Update the bronze serpent text from "When the people" up to and including "sacrifice. Simply look.", putting "brass serpent" in place of "bronze serpent".

● PAGE TEXT
▽
The Bronze Serpent – Lifted Up for Healing

Israel had sinned again. Complaining against God and Moses, speaking against the manna that sustained them, the people drew divine judgment upon themselves. Fiery serpents invaded the camp, their venomous bites bringing death to thousands. In desperation, the people confessed their sin and begged Moses to pray. God’s answer came in one of Scripture’s strangest commands: “Make thee a fiery serpent, and set it upon a pole: and it shall come to pass, that every one that is bitten, when he looketh upon it, shall live” (Numbers 21:8).

The Setting of the Story

The incident occurred near the end of Israel’s forty years of wilderness wandering. After decades of divine provision—manna from heaven daily, water from rocks, clothes that never wore out—the people grew impatient with the journey. “Wherefore have ye brought us up out of Egypt to die in the wilderness? for there is no bread, neither is there any water; and our soul loatheth this light bread” (Numbers 21:5).

They called the manna “light bread”—literally, “worthless bread.” The miraculous provision of heaven was despised as insufficient, tasteless, unsatisfying. This was not mere complaint but contempt for God’s gracious care. It revealed hearts that preferred the leeks and garlic of Egypt to the bread of angels.

God’s response was swift: “And the LORD sent fiery serpents among the people, and they bit the people; and much people of Israel died” (Numbers 21:6). These were likely desert vipers whose venom caused burning inflammation—hence the term “fiery.” Death spread through the camp as the serpents struck victim after victim.

The Strange Remedy

When the people confessed their sin and asked Moses to intercede, God did not simply remove the serpents. Instead, He prescribed a remedy that must have seemed utterly foolish to human reasoning. Look at a bronze serpent on a pole and live? How could gazing at a metal sculpture heal snakebite?

Yet God’s ways are not our ways. “And Moses made a serpent of brass, and put it upon a pole, and it came to pass, that if a serpent had bitten any man, when he beheld the serpent of brass, he lived” (Numbers 21:9). The cure was as simple as it was strange—look and live. No elaborate ritual, no difficult pilgrimage, no expensive sacrifice. Simply look.

The serpent was lifted up so all could see it. Whether in the center of the camp or the furthest edge, whether young or old, whether newly bitten or near death, anyone who looked toward that bronze figure found healing. The cure was available to all and refused to none who would simply look.
△
● Data entries
▽
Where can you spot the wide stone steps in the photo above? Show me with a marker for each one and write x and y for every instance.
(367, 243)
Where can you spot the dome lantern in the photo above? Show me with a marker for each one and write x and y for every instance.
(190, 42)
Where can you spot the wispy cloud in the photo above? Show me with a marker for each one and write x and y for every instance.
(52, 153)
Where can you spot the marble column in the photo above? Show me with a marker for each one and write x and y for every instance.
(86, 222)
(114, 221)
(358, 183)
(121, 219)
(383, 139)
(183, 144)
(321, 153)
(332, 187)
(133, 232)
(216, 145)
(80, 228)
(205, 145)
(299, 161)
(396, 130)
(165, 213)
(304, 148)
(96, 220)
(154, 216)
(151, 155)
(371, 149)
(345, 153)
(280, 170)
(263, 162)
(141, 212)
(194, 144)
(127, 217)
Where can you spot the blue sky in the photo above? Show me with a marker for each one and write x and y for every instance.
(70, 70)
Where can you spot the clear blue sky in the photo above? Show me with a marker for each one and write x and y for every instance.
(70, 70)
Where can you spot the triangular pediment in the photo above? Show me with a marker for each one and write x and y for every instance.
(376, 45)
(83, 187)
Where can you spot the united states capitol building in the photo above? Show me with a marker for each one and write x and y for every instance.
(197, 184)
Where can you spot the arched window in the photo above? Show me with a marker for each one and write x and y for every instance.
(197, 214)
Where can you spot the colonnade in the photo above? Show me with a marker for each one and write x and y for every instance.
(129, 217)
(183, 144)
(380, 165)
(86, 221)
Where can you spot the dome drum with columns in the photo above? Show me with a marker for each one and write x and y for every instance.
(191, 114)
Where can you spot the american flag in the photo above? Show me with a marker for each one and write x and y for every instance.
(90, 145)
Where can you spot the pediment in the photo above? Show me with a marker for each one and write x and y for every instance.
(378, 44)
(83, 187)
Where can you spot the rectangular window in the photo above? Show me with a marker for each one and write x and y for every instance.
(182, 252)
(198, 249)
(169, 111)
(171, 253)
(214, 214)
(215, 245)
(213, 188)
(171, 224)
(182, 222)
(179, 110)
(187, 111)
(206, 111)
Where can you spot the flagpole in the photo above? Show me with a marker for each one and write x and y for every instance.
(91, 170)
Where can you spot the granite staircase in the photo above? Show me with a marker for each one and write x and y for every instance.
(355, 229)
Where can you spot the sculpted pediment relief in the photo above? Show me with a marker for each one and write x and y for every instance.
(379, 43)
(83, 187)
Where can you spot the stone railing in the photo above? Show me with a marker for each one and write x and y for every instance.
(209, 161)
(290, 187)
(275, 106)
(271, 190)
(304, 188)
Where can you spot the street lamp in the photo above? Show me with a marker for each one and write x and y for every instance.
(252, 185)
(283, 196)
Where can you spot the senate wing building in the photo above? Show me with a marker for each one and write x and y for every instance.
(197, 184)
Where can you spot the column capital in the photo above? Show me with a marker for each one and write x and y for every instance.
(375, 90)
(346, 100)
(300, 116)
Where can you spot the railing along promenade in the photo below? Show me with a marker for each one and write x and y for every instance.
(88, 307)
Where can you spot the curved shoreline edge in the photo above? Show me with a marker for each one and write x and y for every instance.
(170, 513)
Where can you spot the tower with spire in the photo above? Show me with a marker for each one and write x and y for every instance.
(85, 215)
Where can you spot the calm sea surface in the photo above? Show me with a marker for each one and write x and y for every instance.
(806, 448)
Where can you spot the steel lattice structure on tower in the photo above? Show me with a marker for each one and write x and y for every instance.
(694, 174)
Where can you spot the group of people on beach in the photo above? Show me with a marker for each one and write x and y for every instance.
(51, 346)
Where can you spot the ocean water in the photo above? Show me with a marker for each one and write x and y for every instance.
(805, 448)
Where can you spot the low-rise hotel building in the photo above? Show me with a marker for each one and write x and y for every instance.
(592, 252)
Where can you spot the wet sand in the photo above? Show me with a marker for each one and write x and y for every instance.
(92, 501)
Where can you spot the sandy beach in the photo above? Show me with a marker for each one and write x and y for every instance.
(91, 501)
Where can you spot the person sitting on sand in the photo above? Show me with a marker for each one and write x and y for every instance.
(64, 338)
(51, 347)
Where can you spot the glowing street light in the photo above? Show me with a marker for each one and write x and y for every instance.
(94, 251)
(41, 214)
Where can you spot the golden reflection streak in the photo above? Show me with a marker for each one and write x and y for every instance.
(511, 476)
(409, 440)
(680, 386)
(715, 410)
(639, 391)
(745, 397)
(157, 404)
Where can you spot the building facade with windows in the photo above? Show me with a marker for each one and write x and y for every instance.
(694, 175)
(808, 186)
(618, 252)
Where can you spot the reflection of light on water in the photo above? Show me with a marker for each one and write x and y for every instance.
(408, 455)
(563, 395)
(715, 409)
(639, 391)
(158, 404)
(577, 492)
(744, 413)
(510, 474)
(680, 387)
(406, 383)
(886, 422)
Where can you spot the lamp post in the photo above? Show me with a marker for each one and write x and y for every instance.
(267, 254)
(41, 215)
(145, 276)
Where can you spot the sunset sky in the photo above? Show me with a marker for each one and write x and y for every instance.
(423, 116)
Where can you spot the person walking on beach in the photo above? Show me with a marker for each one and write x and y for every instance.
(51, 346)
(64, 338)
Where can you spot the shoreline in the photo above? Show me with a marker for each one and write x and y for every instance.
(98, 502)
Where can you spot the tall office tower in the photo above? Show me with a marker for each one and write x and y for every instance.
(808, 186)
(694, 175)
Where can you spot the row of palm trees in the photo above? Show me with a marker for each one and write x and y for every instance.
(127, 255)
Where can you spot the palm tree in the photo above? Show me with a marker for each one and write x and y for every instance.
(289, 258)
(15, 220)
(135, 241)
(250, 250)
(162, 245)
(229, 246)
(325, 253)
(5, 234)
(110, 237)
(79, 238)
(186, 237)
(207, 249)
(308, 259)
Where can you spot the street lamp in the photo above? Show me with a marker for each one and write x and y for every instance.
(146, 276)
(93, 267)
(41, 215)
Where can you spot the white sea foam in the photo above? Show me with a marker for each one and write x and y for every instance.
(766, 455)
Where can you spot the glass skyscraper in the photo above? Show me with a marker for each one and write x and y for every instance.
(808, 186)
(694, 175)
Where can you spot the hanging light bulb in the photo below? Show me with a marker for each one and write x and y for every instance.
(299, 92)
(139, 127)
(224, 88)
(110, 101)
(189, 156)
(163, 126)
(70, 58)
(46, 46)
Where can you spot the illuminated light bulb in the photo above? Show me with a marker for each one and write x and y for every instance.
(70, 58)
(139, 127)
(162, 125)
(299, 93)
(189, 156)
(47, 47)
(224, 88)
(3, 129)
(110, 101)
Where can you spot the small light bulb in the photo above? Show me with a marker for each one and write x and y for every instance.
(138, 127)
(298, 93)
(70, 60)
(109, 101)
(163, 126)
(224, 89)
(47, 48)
△
● CORRECT RESULT
When the people confessed their sin and asked Moses to intercede, God did not simply remove the serpents. Instead, He prescribed a remedy that must have seemed utterly foolish to human reasoning. Look at a brass serpent on a pole and live? How could gazing at a metal sculpture heal snakebite?

Yet God’s ways are not our ways. “And Moses made a serpent of brass, and put it upon a pole, and it came to pass, that if a serpent had bitten any man, when he beheld the serpent of brass, he lived” (Numbers 21:9). The cure was as simple as it was strange—look and live. No elaborate ritual, no difficult pilgrimage, no expensive sacrifice. Simply look.